__Source text__:
----------------
Researchers have created sophisticated models for pharmacokinetics and medication interactions, but their availability in clinical practice is limited.13 , 14 Target-controlled infusions are not even a possibility in the United States, and medication visualization tools—like the GE Healthcare Navigator or Draeger SmartPilot—are not widely used. Even the best models are based on an average patient sample and do not take individual variation into account. Medications are most often dosed based on gross patient weight, and there is little consensus about how to dose for obese patients. Attempts have been made to measure propofol concentrations in blood or expired breath in the laboratory.15 , 16 However, there are no commercially available methods for measuring plasma concentrations of any IV medications in real time for anesthesia. We often treat patients as large, uniform fluid buckets where we know the milligrams delivered but little about distribution. Then we “titrate to effect”: giving a dose and seeing what happens.
----------------
__Assigned task 1__:
Decide whether each statement agrees with the passage on anesthesia drug dosing, answering yes or no and quoting the words of the passage that settle it. (a) Target-controlled infusions are available to clinicians in the United States. (b) Medications are most often dosed according to gross patient weight. (c) Commercial methods exist for measuring plasma concentrations of IV anesthesia medications in real time.
__Assigned task 2__:
Render this sentence from the passage on anesthesia drug dosing in Spanish: "Even the best models are based on an average patient sample and do not take individual variation into account."
__Assigned task 3__:
Write the next few sentences of the passage on anesthesia drug dosing, picking up after its final sentence.
----------------
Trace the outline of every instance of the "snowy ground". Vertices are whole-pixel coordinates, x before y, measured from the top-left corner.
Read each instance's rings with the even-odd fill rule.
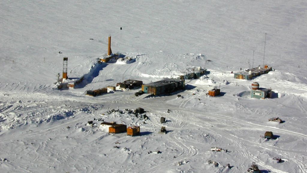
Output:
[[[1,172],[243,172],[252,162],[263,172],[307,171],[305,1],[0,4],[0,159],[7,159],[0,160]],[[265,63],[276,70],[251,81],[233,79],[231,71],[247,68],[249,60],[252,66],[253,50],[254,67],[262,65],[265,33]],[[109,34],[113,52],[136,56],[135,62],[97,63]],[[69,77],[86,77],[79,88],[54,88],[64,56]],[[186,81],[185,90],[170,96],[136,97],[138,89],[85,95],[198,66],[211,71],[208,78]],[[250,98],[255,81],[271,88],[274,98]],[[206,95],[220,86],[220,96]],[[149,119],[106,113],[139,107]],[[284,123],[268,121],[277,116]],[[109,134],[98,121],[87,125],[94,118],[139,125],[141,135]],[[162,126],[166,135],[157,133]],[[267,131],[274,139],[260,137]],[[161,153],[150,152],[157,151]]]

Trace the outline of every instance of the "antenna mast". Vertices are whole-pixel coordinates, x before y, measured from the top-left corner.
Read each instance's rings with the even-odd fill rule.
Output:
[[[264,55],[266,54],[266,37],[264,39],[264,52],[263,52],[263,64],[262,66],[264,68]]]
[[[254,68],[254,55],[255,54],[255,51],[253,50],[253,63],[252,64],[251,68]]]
----------------
__Your response 1__:
(a) No: "Target-controlled infusions are not even a possibility in the United States"
(b) Yes: "Medications are most often dosed based on gross patient weight"
(c) No: "there are no commercially available methods for measuring plasma concentrations of any IV medications in real time for anesthesia"

__Your response 2__:
Incluso los mejores modelos se basan en una muestra de pacientes promedio y no tienen en cuenta la variación individual.

__Your response 3__:
There are vanishingly few—and mostly brittle—tools to prevent medication errors. Gas lines have Pin-Index systems and anesthetic vaporizers have keyed fillers. Even diesel cars have different sized fueling nozzles, but nothing currently prevents a provider from attaching a potentially lethal dose of local anesthetic—perhaps intended for an epidural—to an IV line. Efforts are currently underway to update the universal Luer connecter, but it has taken decades to apply this lesson from the machine to IV medications.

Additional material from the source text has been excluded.